§ THE TASK
Reproduce the USTLG Summer 2001 meeting report below word for word, from start to finish.

USTLG Summer 2001 Meeting

Electronic Publishing and Online Support Materials

Tuesday 12th June 2001, Aston University Library

Reports by Clare Humphries, Adrian Smith, Angela Newton and Joanne Yeomans, all University of Leeds

 

BioMed Central - Challenging the Traditional STM Publishing Model
Harvey Schoolman, BioMed Central http://www.biomedcentral.com

BioMed Central (BMC) sees itself as an online publishing house (with the intention of showing a profit) but expects the author to retain copyright.

Harvey started by suggesting that the number of significant inventions or discoveries being made is not affected by the number of scientists at work. This may be because the "himalaya of data" impedes our understanding of basic science. We need new, sophisticated tools to retrieve and analyze information.

BMC hopes to make available online the results of primary research. This would be free as the copy-editing and publicity required would be small. Established SMT [science, medicine & technology] publishers do not provide or pay for the peer-review mechanism, on which quality control depends, but take a substantial fee for the less important printing and editorial functions. He suggested that publishers extract $106 billion from the research community (subscriptions, page charges) leaving biomedical researchers in a feudal, dependent relationship with publishers.

BMC intend to retain the peer review process (but electronically) and to publish good basic science, but will add value to the online texts by providing a fast turnround, commissioning review articles or compiling complementary databases. There will be around 60 core journals across disciplines, but also niche journals with a very small user base and the highest editorial standards. These will be hospitable to radical or unorthodox views, providing a home for papers, which might have been excluded from commercial titles with high impact factors. Critical commentaries will be provided, with a forum for associated online debate.

§ EXCERPTED RECORDS

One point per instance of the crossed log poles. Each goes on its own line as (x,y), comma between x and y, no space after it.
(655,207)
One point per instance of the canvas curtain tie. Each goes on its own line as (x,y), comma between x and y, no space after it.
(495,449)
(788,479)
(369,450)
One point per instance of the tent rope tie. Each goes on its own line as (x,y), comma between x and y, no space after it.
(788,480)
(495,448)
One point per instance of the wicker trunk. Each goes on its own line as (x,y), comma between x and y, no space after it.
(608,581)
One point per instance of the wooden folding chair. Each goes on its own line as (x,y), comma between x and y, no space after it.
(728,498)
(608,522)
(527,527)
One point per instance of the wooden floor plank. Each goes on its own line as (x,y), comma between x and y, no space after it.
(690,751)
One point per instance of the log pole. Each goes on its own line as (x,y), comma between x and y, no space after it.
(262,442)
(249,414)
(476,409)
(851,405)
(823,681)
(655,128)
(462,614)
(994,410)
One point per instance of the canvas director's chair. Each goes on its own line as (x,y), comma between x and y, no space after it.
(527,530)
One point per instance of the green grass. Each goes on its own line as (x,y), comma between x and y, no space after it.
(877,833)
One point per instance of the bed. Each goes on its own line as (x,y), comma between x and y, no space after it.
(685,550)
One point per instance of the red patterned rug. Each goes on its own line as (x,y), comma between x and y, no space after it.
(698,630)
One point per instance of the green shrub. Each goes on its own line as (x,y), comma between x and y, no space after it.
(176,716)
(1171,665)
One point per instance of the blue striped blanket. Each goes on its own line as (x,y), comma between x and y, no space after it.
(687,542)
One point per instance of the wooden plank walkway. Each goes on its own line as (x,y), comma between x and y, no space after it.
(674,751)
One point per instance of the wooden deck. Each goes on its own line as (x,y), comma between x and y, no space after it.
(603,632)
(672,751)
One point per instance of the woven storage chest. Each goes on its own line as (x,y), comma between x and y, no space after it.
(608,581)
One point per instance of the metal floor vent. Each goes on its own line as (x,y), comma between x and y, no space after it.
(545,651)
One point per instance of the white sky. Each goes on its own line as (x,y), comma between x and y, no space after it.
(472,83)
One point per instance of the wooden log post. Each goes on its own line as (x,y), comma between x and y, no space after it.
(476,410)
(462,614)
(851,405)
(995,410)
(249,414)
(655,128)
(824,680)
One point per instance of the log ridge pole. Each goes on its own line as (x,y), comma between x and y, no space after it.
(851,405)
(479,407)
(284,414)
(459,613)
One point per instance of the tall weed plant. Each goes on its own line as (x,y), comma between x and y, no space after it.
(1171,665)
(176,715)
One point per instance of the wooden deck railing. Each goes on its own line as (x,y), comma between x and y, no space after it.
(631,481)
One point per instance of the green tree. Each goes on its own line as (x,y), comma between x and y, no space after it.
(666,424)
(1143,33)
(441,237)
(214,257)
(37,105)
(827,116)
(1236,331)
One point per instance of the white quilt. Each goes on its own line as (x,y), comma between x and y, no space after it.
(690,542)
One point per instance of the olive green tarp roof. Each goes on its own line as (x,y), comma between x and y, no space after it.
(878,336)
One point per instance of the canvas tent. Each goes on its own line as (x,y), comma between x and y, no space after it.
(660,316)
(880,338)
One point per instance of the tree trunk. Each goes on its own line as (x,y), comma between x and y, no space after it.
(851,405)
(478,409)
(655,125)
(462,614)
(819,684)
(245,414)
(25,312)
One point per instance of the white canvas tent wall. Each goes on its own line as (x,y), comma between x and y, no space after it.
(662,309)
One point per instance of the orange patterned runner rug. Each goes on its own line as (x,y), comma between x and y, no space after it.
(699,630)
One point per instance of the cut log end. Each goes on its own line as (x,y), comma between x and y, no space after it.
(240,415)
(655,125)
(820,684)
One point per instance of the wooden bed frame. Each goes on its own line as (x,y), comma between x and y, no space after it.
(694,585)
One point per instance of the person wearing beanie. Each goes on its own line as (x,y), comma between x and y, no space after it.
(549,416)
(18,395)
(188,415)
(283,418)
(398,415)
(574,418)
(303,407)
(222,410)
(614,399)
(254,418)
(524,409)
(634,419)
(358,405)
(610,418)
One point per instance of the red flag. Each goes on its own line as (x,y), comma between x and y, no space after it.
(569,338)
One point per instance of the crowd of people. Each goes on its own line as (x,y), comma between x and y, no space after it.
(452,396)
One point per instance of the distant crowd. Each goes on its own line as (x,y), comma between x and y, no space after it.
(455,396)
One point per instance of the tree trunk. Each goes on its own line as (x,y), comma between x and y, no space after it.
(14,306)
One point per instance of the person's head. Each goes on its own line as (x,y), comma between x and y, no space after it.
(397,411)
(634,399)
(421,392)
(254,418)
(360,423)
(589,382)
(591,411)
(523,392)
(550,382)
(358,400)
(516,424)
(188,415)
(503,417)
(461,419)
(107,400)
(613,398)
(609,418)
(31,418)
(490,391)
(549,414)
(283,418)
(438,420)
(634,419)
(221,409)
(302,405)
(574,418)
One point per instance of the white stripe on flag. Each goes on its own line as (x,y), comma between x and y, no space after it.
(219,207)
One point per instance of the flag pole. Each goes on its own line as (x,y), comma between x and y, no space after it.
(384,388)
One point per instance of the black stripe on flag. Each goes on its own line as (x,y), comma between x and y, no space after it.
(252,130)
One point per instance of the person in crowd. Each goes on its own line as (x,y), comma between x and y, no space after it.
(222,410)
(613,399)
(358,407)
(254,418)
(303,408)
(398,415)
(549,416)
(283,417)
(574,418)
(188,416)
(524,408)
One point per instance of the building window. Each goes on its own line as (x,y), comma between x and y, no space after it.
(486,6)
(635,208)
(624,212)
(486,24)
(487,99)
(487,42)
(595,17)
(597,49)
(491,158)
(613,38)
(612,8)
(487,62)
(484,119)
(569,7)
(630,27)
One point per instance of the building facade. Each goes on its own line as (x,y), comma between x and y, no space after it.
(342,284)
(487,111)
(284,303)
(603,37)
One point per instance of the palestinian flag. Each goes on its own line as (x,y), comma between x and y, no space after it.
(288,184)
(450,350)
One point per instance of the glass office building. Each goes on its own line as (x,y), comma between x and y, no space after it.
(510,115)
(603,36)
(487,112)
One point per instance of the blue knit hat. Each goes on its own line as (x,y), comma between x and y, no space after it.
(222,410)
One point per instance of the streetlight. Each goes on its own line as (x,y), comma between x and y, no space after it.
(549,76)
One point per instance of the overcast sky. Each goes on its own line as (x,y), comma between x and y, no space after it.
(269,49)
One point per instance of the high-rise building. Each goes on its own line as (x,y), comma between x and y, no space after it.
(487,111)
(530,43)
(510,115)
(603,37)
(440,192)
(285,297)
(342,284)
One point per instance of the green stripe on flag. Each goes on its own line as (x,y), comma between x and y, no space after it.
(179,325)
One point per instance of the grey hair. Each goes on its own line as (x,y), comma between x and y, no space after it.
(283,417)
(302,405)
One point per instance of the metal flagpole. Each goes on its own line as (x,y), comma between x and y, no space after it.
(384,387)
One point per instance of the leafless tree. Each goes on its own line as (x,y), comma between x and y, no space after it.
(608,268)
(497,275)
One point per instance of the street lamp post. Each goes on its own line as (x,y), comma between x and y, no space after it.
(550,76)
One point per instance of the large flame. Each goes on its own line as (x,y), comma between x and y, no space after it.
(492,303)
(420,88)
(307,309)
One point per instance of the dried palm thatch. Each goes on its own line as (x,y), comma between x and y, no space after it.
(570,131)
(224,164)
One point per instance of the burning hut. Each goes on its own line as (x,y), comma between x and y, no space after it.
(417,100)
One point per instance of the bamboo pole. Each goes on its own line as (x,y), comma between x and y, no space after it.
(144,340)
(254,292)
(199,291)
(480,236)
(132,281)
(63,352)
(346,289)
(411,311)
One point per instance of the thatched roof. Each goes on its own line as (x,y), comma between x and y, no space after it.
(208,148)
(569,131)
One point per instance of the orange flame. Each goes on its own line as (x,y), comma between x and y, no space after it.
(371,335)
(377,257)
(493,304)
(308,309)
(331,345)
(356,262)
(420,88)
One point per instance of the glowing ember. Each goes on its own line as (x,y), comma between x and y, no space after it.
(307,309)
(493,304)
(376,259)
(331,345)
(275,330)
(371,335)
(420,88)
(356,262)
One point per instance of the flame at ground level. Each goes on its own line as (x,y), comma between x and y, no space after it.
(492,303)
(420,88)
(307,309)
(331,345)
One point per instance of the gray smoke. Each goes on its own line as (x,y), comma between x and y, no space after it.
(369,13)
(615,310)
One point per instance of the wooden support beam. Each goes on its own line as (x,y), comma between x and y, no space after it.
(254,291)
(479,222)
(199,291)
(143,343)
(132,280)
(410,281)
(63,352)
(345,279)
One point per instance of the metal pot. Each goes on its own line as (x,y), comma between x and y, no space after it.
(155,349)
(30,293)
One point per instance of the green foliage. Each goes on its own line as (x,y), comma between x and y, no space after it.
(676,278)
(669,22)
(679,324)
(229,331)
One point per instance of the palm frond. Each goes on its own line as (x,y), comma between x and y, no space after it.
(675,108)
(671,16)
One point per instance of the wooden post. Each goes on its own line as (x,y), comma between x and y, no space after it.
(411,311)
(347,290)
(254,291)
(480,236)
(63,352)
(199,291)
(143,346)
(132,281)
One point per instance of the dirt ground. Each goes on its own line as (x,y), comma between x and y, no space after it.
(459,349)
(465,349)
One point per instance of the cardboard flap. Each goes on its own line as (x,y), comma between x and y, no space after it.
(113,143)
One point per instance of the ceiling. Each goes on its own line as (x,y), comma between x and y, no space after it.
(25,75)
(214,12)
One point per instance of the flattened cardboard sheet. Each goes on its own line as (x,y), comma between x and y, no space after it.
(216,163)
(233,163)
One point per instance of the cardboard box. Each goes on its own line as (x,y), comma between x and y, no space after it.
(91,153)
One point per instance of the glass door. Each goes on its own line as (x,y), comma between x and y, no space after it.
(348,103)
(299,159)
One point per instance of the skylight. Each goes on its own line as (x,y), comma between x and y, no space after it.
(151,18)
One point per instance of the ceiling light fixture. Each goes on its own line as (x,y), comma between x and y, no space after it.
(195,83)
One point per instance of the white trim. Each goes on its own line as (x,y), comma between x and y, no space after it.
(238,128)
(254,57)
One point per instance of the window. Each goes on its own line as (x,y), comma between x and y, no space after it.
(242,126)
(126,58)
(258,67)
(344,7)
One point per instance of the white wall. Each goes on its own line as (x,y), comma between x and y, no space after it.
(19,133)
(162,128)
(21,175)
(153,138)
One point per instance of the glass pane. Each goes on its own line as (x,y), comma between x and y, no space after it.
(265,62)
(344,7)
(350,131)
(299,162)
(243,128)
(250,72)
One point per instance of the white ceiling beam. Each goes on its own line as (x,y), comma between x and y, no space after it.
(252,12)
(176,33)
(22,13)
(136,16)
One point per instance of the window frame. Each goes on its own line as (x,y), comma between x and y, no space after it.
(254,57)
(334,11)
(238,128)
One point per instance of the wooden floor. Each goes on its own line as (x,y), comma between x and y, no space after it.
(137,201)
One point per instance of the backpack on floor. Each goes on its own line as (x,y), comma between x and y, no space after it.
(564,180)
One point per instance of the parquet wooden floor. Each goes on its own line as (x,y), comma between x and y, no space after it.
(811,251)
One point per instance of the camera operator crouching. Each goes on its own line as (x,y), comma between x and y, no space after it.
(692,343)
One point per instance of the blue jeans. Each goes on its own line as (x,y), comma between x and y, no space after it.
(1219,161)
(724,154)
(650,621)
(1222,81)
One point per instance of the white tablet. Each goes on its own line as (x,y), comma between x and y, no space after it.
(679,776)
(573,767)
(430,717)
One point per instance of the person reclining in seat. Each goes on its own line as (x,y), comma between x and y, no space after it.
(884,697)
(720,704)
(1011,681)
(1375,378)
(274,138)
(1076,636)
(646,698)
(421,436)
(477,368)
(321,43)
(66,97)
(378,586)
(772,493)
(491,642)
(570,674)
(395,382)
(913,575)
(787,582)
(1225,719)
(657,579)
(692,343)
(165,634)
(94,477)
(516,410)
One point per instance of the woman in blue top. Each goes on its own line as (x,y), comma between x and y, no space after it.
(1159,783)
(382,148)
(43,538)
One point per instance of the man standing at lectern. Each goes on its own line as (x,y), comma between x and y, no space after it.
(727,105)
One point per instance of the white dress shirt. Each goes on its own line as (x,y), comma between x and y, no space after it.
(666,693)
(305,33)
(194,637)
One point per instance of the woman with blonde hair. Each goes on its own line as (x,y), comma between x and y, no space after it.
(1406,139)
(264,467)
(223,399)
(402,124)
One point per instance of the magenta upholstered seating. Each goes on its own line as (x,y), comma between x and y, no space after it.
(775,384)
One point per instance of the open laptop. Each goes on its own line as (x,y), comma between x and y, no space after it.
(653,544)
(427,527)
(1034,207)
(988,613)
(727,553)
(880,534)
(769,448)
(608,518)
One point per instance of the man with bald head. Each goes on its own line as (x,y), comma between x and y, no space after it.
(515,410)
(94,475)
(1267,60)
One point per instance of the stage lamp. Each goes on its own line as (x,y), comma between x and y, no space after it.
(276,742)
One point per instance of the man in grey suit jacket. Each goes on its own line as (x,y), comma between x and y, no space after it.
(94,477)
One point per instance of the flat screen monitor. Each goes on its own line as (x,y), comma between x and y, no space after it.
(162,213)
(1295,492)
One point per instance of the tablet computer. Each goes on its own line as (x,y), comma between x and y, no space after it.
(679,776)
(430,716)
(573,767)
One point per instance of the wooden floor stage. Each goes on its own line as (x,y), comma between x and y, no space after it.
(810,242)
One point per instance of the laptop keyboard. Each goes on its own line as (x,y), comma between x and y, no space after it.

§ OUTPUT OF THE EXERCISE
USTLG Summer 2001 Meeting

Electronic Publishing and Online Support Materials

Tuesday 12th June 2001, Aston University Library

Reports by Clare Humphries, Adrian Smith, Angela Newton and Joanne Yeomans, all University of Leeds

 

BioMed Central - Challenging the Traditional STM Publishing Model
Harvey Schoolman, BioMed Central http://www.biomedcentral.com

BioMed Central (BMC) sees itself as an online publishing house (with the intention of showing a profit) but expects the author to retain copyright.

Harvey started by suggesting that the number of significant inventions or discoveries being made is not affected by the number of scientists at work. This may be because the "himalaya of data" impedes our understanding of basic science. We need new, sophisticated tools to retrieve and analyze information.

BMC hopes to make available online the results of primary research. This would be free as the copy-editing and publicity required would be small. Established SMT [science, medicine & technology] publishers do not provide or pay for the peer-review mechanism, on which quality control depends, but take a substantial fee for the less important printing and editorial functions. He suggested that publishers extract $106 billion from the research community (subscriptions, page charges) leaving biomedical researchers in a feudal, dependent relationship with publishers.

BMC intend to retain the peer review process (but electronically) and to publish good basic science, but will add value to the online texts by providing a fast turnround, commissioning review articles or compiling complementary databases. There will be around 60 core journals across disciplines, but also niche journals with a very small user base and the highest editorial standards. These will be hospitable to radical or unorthodox views, providing a home for papers, which might have been excluded from commercial titles with high impact factors. Critical commentaries will be provided, with a forum for associated online debate.